Passage to read:

Friday, June 14, 2013

Fitness or Facebook?



Fitness equipment prince Jason Lo leans against a treadmill at his headquarters and lets a wonderful marketing opportunity slip through his fingers.

He never breathes a word at a news gathering about making the earth's citizens healthier.

Many of the journalists present would have expected Lo to claim to be on a mission to boost the earth's cardio mojo and muscle tone. After all, he runs Johnson Health Tech, the world's third-largest fitness equipment maker.

"Our holy calling is to use ellipticals and stationary bikes to make the peoples of the world healthier beings," Lo could have thundered. That might have been a bit over the top, but forgivable.

Instead, this affable Taiwanese, who in middle age is neither fat nor railthin, talks about the challenge posed by the widespread perception of exercise as one of the most boring forms of human activity.

"We're trying to make it much, much more fun," he says. "We have to help people to want to work out."

Johnson knows it will have a tough time making a treadmill more fun than Facebook, Angry Birds or Glee. That's why it has enlisted social and visual media to create an entertainment-exercise hybrid in which a console's electronics are almost as important as the gear that makes your heart beat faster.

For coming generations of equipment, Johnson's designers are exploring how to harness smart phones and tablets without letting exercisers get so distracted they tumble off a stairmill.

"The differentiation in fitness equipment will come from console technology," Lo says. "That's going to be our focus in the next few years."

Given exercise A: According to the fitness article, what company does Jason Lo run, and where does it rank among fitness equipment makers?
Given exercise B: Render this sentence from the fitness article in Spanish: "For coming generations of equipment, Johnson's designers are exploring how to harness smart phones and tablets without letting exercisers get so distracted they tumble off a stairmill."
Given exercise C: Condense the paragraph of the fitness article beginning "Johnson knows it will have a tough time" into a single shorter sentence that keeps its main facts.
Base every answer on the fitness article alone.

Data section:
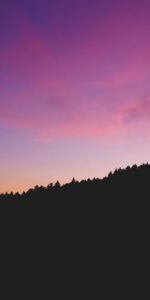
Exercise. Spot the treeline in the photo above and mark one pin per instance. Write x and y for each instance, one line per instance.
(127, 183)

Solution A: He runs Johnson Health Tech, the world's third-largest fitness equipment maker.

Solution B: Para las próximas generaciones de equipos, los diseñadores de Johnson están explorando cómo aprovechar los teléfonos inteligentes y las tabletas sin que quienes hacen ejercicio se distraigan tanto que se caigan de una escaladora.

Solution C: Because a treadmill can hardly beat Facebook, Angry Birds or Glee for fun, Johnson is using social and visual media to build an entertainment-exercise hybrid where console electronics matter almost as much as the workout gear.